— YOUR TASK —
Find the line with "Objective — one point per instance of the sky" in the entries below. Repeat it, every following line, and the line with "Objective — one point per instance of the gabled", exactly and with nothing added.

(Entries taken from a collection)

_ _ _

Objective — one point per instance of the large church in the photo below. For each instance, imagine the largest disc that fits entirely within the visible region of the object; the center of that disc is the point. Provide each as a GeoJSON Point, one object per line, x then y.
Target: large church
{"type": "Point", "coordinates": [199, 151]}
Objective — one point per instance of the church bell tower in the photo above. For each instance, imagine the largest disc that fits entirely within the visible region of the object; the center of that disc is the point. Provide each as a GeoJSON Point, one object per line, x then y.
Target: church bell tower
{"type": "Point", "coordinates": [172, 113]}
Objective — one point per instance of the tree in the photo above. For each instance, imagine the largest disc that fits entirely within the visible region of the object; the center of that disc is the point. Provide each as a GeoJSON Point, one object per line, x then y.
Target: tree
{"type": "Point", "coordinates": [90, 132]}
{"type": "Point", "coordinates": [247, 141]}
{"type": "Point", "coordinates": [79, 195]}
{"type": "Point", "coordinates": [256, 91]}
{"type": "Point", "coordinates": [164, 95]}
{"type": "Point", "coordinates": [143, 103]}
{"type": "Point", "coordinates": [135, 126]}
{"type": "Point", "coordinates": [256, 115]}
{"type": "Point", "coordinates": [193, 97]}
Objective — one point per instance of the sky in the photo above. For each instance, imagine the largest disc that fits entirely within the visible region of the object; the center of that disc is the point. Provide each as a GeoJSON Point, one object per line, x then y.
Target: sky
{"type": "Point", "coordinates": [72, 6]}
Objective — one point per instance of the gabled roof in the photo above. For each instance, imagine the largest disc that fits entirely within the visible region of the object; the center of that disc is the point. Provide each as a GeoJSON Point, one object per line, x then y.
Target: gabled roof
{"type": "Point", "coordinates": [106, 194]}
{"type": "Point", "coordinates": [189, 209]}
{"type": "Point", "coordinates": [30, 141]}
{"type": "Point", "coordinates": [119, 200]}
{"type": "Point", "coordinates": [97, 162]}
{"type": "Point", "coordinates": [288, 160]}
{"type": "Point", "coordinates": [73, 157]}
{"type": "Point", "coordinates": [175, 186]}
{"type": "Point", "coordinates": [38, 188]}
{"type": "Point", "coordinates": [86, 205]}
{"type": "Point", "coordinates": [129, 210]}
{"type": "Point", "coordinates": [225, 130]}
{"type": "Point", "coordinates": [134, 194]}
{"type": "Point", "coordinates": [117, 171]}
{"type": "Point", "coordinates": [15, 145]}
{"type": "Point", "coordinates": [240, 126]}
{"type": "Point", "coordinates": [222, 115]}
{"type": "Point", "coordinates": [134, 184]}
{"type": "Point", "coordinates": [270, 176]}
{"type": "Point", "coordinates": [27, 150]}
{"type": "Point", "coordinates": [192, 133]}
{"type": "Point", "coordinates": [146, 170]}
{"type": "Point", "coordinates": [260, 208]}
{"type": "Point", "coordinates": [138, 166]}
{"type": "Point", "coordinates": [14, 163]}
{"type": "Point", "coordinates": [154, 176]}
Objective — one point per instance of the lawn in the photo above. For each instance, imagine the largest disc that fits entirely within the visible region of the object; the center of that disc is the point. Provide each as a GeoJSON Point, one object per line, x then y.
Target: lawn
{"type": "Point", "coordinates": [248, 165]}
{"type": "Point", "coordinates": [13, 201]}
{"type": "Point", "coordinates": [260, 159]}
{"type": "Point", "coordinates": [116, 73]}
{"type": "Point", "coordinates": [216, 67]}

_ _ _

— ANSWER TO THE EXERCISE —
Objective — one point per instance of the sky in the photo above. For each instance, imagine the largest disc that fits entirely within the visible region of the object; the center of that disc is the point. Provide each as a GeoJSON Point, one object per line, x then y.
Target: sky
{"type": "Point", "coordinates": [72, 6]}
Objective — one point per instance of the gabled roof in the photo above. For each instance, imagine the largest disc that fits entirely within the visible region of the object; the center of that disc is the point. Provide each as a GeoJSON Point, one object per line, x then y.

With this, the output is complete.